[Opening PAGE EXTRACT section]
Letter to the Editor: Thoughts on the cancellation of the UNESCO Chair


Dear Editor,

Greetings with regard for universal peace and a prioritization of one universal love for humanity.

Has anyone within the University of Connecticut heard whether University administrators will work to restore Dr. Amii Omara-Otunnu to post as UNESCO Chair of Comparative Human Rights at University of Connecticut or at minimum honor him for over a decade of commitment in service to the mission of promoting human rights as a framework through which to resolve global issues?

The work done there is commendable and people around the world are wondering how such a short-sighted decision could be made without review, without notice, without communication, and without regard for inquiry from those who have engaged with the the University of Connecticut through the UNESCO Institute of Comparative Rights.

Off the top of my head, the UNESCO Institute of Comparative Human Rights has welcomed leaders of all ages from at least the following nations within the time I’ve born witness to its work:

USA, Canada, Mexico, Honduras, Peru, Guyana, St. Kitts, Jamaica, Bahamas, Trinidad & Tobago, Haiti, Dominican Republic, Puerto Rico, Argentina, Chile, Paraguay, Uruguay, Cuba, Brazil, Mali, Senegal, Guinea, Kenya, South Africa, Botswana, Mozambique, Papua New Guinea, Columbia, Venezuela, Barbados, St. Kitts & Nevis, France, Italy, Ukraine, Sweden, Afghanistan, Saudi Arabia, Palestine, Israel, Indonesia, Vietnam, Philippines, Armenia, Turkey, Greece, Portugal, Thailand, Ivory Coast, Chad, Democratic Republic of Congo, Angola, Namibia, Zimbabwe, Zambia, Ethiopia, Morocco, The Gambia, Mongolia, Kazakhstan, Ghana, Liberia, Sierra Leone, Togo, Rwanda, Burundi, Uganda, Tanzania, Egypt, Sudan, Somalia, Tunisia, Australia, Malaysia, Uzbekistan, Tajikistan, China, Japan, South Korea, Burma, India, & Pakistan

That’s an impressive accomplishment for one program at one tertiary institution. The work that has gone into establishing, nurturing, and sustaining a cohesive performance would, if subjected to 360 review, reveal humility in leadership and administration among the staff as well as commitment to sustaining what has been in the interest of humanity.  There are a list of stories from around the world that illustrate that the net impact to the brand of the University has been positively profound.

It would be a short-coming of the University of Connecticut to fail to inquire globally as well as locally within the United States among U.S. born-and-raised citizens why the University of Connecticut and the United Nations should ensure a remedy to the alleged logistical complication, which results in a major programmatic shift to a program that broadened and deepened the knowledge shared and generated within both institutions.
[Closing PAGE EXTRACT section]
[Opening INFORMATION section]
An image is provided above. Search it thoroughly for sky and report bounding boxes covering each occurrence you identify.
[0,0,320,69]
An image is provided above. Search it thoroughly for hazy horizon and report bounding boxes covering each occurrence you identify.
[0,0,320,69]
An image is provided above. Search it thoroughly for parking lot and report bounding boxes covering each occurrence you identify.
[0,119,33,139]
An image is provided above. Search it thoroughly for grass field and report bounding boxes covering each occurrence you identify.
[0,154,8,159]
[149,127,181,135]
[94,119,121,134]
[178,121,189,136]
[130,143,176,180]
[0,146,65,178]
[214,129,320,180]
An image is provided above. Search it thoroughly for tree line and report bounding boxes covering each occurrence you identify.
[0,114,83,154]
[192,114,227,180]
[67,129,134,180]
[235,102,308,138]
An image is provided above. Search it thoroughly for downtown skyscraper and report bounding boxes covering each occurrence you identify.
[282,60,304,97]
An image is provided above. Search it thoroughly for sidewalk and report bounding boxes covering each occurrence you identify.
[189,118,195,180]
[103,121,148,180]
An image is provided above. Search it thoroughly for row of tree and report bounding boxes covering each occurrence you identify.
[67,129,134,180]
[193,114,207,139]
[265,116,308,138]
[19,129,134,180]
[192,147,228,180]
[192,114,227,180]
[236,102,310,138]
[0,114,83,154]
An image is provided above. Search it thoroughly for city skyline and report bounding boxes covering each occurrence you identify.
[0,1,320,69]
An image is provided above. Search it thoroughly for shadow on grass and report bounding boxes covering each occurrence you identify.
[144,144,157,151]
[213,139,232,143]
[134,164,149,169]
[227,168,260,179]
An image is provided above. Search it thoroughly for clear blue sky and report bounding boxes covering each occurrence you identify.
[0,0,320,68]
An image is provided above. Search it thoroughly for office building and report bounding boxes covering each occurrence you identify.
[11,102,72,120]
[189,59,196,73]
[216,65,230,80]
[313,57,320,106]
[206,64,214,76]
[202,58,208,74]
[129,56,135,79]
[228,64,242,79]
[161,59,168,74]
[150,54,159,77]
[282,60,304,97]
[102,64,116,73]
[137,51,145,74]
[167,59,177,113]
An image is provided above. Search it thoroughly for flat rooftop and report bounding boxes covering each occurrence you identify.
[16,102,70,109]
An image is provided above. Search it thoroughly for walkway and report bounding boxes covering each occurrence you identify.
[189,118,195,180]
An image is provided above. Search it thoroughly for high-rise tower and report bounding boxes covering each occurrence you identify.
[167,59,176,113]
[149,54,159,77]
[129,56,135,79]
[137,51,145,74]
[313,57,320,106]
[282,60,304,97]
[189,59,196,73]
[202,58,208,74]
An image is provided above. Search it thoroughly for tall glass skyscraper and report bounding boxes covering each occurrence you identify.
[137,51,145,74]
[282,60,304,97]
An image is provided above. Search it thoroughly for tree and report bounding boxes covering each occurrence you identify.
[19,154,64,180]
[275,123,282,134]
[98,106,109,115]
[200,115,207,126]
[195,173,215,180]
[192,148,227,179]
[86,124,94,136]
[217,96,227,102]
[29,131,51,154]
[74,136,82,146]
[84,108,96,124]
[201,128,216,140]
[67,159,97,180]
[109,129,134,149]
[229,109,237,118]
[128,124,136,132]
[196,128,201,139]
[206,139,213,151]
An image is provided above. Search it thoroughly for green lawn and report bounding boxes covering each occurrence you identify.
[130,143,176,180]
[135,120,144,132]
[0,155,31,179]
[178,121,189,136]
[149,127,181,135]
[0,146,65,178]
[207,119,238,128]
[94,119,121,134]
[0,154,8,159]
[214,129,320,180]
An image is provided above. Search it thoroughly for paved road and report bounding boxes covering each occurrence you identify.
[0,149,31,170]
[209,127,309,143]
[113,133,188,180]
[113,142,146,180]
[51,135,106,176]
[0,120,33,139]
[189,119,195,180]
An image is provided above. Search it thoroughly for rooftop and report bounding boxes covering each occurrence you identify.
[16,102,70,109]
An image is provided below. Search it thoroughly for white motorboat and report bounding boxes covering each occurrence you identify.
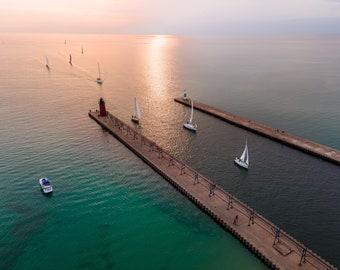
[39,178,53,194]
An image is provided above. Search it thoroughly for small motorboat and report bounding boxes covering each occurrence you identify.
[39,178,53,194]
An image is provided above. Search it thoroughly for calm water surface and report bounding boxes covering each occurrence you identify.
[0,34,340,269]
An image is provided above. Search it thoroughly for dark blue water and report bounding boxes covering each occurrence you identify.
[0,35,340,269]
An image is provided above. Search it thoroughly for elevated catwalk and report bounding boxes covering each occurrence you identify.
[89,111,336,270]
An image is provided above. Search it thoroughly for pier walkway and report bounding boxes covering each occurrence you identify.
[175,98,340,165]
[89,111,336,270]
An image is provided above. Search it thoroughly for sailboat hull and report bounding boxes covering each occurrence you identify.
[234,158,249,169]
[183,123,197,131]
[131,116,139,124]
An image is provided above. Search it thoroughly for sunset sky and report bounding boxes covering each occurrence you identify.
[0,0,340,35]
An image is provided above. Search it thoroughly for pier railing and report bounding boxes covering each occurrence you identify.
[91,110,336,269]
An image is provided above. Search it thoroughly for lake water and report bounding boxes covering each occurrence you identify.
[0,34,340,269]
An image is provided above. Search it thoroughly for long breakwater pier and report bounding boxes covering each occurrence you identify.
[88,107,336,270]
[175,98,340,165]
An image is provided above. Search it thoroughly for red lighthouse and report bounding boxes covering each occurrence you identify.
[99,98,107,116]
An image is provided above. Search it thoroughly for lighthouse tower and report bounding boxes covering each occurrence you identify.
[99,98,107,116]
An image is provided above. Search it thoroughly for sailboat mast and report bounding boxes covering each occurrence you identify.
[189,100,194,123]
[98,63,101,78]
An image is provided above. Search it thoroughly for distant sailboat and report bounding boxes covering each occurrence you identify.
[234,141,249,169]
[97,63,103,84]
[183,100,197,131]
[46,56,50,69]
[131,98,141,123]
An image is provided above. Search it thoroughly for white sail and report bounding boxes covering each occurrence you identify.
[240,143,249,164]
[183,100,197,131]
[98,63,101,78]
[46,56,49,67]
[135,99,141,119]
[131,98,141,123]
[234,141,249,169]
[189,100,194,124]
[97,63,103,84]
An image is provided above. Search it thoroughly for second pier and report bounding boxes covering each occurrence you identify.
[89,99,336,270]
[175,98,340,165]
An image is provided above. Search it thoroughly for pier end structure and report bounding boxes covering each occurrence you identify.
[88,106,336,270]
[174,97,340,165]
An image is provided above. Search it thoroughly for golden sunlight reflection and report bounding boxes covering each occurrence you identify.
[145,35,176,100]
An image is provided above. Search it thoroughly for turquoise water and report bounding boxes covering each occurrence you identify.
[0,34,340,269]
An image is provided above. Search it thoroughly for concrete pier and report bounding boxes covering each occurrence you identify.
[175,98,340,165]
[89,111,336,270]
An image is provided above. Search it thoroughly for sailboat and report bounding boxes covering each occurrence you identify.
[131,98,141,123]
[234,141,249,169]
[46,56,50,69]
[183,100,197,131]
[97,63,103,84]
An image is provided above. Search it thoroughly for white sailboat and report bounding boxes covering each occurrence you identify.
[97,63,103,84]
[46,56,50,69]
[183,100,197,131]
[234,141,249,169]
[131,98,141,123]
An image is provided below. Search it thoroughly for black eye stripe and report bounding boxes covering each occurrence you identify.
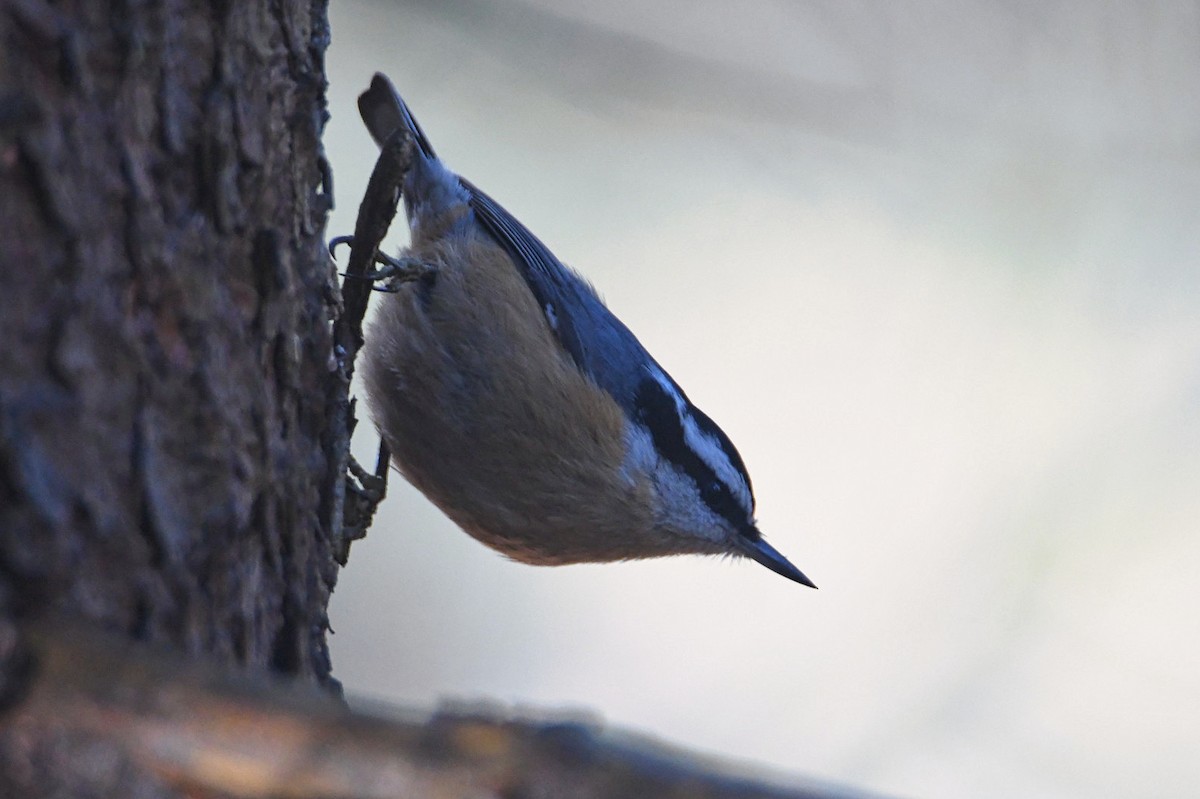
[634,378,746,529]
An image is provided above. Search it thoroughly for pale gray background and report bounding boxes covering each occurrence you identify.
[328,0,1200,798]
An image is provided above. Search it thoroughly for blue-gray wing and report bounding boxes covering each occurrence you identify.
[458,178,653,409]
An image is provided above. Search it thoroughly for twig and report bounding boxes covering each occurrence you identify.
[330,130,413,565]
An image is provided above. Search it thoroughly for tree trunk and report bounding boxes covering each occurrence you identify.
[0,0,346,797]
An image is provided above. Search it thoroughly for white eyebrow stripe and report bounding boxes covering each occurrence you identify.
[648,365,754,517]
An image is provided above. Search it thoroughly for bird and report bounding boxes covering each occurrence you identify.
[358,73,816,588]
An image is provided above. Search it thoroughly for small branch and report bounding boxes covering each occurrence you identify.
[331,130,413,565]
[0,621,883,799]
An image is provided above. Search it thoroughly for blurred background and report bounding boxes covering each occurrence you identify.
[326,0,1200,798]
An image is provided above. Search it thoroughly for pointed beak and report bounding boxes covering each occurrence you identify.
[738,535,816,588]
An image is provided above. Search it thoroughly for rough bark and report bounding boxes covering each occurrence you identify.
[0,0,344,795]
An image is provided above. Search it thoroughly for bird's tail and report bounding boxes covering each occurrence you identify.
[359,72,437,158]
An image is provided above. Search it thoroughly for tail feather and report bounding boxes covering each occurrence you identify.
[359,72,437,158]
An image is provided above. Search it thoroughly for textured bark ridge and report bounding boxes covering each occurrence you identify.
[0,0,344,684]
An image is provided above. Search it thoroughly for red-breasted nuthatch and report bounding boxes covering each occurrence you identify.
[359,74,815,588]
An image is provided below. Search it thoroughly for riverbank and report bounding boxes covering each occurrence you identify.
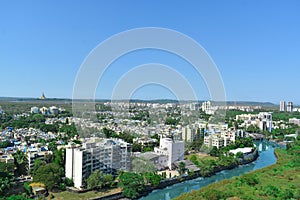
[139,149,259,198]
[176,141,300,200]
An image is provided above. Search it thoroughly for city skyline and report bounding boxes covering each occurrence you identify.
[0,1,300,104]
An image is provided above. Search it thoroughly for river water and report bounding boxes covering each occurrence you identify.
[140,141,282,200]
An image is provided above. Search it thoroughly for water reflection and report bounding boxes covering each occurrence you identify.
[141,141,282,200]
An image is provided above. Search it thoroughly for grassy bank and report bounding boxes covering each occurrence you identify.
[176,142,300,200]
[51,188,121,200]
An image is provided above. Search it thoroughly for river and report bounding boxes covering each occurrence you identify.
[140,141,282,200]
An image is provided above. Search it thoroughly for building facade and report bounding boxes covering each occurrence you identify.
[279,101,286,112]
[154,138,184,169]
[65,139,131,188]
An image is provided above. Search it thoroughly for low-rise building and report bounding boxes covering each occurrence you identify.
[66,139,131,188]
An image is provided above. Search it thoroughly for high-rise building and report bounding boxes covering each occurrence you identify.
[279,101,286,112]
[286,102,293,112]
[66,139,131,188]
[154,138,184,169]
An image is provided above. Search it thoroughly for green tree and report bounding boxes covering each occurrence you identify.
[24,182,32,196]
[118,172,145,199]
[132,157,156,174]
[0,177,12,196]
[86,170,104,189]
[209,146,220,156]
[29,159,46,175]
[13,150,28,176]
[179,162,186,175]
[33,163,64,190]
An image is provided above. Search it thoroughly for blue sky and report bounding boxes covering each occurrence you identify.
[0,0,300,104]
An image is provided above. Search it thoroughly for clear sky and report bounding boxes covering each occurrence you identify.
[0,0,300,104]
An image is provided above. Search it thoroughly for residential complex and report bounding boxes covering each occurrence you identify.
[65,138,131,188]
[154,138,184,169]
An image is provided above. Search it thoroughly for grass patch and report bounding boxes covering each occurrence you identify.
[176,142,300,200]
[51,188,121,200]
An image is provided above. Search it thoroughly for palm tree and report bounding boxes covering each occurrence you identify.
[13,150,28,176]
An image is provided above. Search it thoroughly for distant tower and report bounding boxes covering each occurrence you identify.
[280,101,286,112]
[41,92,46,99]
[286,102,293,112]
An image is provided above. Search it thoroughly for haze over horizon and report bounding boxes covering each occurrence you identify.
[0,0,300,104]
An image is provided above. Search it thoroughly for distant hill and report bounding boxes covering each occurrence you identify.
[0,97,278,107]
[Closing INFORMATION section]
WHAT IS REQUIRED: Quote the part of the letter about the UNESCO Chair starting with "That’s an impressive" and going on through "been positively profound.", word for word.

RESULT OF THE EXERCISE:
That’s an impressive accomplishment for one program at one tertiary institution. The work that has gone into establishing, nurturing, and sustaining a cohesive performance would, if subjected to 360 review, reveal humility in leadership and administration among the staff as well as commitment to sustaining what has been in the interest of humanity.  There are a list of stories from around the world that illustrate that the net impact to the brand of the University has been positively profound.